TASK DIRECTIONS ->
Please scale everything from the line containing "Where can the dirt" down to the end of the items, and give only those lines. Repeat the requests unchanged, and multiply each coordinate in the answers by 1.4, rounding to whole numbers with halves rounded up.
──────────────────────────────
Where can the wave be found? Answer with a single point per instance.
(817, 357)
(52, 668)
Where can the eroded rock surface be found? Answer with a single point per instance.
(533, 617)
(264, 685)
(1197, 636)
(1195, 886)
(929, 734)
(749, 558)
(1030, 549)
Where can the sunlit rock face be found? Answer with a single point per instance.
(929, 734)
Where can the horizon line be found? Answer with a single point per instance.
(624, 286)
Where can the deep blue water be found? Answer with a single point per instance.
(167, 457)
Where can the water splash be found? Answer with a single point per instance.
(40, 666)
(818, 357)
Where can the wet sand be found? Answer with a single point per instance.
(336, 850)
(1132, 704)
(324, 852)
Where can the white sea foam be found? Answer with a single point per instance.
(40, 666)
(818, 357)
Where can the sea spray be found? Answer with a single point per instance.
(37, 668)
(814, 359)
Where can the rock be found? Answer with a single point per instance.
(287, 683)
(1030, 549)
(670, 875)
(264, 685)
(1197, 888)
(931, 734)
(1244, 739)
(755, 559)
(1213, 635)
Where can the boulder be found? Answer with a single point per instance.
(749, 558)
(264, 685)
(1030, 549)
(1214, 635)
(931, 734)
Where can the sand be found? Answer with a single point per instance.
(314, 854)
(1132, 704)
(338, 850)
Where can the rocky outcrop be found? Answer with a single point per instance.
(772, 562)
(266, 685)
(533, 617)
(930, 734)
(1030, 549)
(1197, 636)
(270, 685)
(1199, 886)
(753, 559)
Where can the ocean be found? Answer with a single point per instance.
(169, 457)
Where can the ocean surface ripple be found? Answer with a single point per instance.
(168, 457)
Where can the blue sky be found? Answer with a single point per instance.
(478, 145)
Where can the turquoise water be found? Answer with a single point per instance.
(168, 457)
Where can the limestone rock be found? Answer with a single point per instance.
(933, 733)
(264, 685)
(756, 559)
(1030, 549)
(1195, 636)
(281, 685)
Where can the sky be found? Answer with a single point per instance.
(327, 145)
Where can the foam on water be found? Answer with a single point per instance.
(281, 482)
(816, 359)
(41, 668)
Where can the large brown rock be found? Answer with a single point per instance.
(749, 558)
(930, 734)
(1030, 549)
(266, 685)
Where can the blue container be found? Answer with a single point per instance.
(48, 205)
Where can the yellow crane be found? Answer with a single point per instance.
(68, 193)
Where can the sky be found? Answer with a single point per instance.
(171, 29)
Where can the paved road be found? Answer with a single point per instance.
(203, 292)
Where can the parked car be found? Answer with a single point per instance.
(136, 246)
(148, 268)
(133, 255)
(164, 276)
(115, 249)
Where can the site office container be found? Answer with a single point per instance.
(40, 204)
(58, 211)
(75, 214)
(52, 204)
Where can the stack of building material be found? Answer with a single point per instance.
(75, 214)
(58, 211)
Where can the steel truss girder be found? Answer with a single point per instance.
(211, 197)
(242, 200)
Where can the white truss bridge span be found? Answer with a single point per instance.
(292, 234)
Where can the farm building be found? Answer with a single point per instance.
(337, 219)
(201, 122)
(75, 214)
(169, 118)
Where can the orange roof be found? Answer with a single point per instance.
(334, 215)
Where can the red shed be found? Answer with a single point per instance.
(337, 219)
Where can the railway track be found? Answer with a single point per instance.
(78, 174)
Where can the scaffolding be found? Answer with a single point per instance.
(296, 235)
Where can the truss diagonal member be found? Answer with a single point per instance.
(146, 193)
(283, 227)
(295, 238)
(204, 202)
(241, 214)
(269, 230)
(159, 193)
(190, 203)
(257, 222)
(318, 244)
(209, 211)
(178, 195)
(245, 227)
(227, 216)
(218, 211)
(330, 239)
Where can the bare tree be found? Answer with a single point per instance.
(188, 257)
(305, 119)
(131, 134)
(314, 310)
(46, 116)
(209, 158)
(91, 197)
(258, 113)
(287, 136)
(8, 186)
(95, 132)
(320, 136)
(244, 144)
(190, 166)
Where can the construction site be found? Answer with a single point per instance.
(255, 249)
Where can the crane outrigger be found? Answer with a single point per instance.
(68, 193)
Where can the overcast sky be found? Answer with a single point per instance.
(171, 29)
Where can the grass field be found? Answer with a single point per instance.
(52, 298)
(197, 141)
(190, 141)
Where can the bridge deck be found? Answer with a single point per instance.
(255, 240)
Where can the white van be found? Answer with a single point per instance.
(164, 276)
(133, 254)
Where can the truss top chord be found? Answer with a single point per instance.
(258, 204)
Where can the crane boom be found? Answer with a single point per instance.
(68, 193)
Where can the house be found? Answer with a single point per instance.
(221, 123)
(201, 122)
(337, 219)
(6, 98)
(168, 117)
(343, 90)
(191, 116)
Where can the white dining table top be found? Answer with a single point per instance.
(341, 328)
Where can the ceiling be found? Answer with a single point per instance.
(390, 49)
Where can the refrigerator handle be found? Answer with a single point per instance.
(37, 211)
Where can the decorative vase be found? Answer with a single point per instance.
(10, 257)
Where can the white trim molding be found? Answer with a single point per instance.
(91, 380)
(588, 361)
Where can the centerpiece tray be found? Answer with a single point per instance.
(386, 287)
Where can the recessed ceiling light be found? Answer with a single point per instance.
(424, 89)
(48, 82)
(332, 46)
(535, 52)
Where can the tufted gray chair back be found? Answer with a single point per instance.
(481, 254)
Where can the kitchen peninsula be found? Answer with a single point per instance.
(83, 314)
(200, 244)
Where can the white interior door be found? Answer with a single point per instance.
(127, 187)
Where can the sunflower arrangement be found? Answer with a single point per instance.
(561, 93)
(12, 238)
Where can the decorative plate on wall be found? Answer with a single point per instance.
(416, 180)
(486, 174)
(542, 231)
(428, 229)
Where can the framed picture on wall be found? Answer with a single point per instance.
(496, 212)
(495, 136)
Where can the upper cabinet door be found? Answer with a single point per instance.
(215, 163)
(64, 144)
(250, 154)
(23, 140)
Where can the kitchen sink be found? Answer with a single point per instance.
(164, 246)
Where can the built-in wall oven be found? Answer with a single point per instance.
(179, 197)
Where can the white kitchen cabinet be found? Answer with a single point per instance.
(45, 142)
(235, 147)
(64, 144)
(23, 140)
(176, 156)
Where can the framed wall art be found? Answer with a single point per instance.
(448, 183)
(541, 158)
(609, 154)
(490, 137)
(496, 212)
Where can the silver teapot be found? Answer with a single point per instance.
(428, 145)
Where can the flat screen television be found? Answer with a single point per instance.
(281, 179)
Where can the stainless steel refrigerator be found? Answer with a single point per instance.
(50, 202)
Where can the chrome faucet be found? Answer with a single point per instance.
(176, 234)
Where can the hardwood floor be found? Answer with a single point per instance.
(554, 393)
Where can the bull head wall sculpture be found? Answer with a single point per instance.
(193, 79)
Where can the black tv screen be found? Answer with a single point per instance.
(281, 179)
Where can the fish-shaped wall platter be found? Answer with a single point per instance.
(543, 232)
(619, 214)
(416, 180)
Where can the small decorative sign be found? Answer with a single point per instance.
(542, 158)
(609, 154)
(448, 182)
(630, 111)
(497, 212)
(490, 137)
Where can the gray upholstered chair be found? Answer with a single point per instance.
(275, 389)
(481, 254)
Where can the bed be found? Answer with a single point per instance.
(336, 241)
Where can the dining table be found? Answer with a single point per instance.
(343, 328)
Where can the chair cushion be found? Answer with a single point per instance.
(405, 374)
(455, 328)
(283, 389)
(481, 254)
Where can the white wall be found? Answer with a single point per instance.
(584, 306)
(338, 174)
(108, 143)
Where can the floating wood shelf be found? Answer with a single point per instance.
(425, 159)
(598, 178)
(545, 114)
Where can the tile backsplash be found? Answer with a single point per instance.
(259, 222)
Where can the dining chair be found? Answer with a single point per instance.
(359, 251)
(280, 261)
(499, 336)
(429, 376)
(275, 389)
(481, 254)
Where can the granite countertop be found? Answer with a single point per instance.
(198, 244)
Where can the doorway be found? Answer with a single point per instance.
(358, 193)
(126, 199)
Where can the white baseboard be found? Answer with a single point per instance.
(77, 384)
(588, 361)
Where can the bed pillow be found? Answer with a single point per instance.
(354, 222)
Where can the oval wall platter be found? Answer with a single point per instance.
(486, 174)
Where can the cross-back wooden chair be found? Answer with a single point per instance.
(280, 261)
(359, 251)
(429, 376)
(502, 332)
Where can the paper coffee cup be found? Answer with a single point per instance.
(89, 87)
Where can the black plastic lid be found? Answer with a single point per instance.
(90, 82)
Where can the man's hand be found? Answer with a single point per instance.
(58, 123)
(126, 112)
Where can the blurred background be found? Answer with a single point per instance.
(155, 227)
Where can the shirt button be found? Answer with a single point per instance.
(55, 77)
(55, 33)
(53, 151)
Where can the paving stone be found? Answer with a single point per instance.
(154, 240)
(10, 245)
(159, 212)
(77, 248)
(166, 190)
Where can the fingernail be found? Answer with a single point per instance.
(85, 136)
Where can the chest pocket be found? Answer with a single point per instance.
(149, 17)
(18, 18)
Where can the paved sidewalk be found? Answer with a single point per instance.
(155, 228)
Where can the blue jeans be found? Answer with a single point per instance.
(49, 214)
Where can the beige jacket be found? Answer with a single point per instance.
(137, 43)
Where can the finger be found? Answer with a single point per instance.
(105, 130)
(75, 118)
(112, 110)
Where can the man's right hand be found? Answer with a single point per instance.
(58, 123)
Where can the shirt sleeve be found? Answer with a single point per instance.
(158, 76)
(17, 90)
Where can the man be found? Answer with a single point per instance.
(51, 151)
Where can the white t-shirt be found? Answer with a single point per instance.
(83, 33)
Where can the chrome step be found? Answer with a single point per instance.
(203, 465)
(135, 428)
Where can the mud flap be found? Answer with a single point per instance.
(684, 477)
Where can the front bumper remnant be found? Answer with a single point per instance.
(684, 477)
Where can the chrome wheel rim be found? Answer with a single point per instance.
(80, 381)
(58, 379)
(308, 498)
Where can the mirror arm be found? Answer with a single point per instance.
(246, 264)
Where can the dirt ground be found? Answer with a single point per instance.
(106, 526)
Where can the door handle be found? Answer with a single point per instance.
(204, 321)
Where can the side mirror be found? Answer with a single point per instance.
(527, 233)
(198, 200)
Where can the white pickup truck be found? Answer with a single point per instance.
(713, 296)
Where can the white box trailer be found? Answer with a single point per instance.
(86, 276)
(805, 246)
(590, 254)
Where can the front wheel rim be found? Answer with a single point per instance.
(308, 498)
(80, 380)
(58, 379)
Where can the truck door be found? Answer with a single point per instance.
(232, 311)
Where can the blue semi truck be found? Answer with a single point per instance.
──────────────────────────────
PROBLEM SOLUTION ->
Where can the dirt ground be found? Answer with a single point per instance.
(148, 736)
Where can the door handle be found? Answer with a single point per instance.
(286, 449)
Where can the side mirror be found? Answer with a single point per instance.
(738, 326)
(277, 280)
Where can the white pickup truck be found? Answer with a single point per instance.
(998, 414)
Where can the white box trailer be found? Answer with a single point per instance.
(120, 386)
(1127, 344)
(826, 356)
Where can the front wheel rim be found? Answer with a single point per instance.
(431, 697)
(112, 532)
(81, 531)
Where can the truck door be found? Answer with a single point per instance.
(325, 435)
Where can the blue semi truck be found? Answer with a single point per instance.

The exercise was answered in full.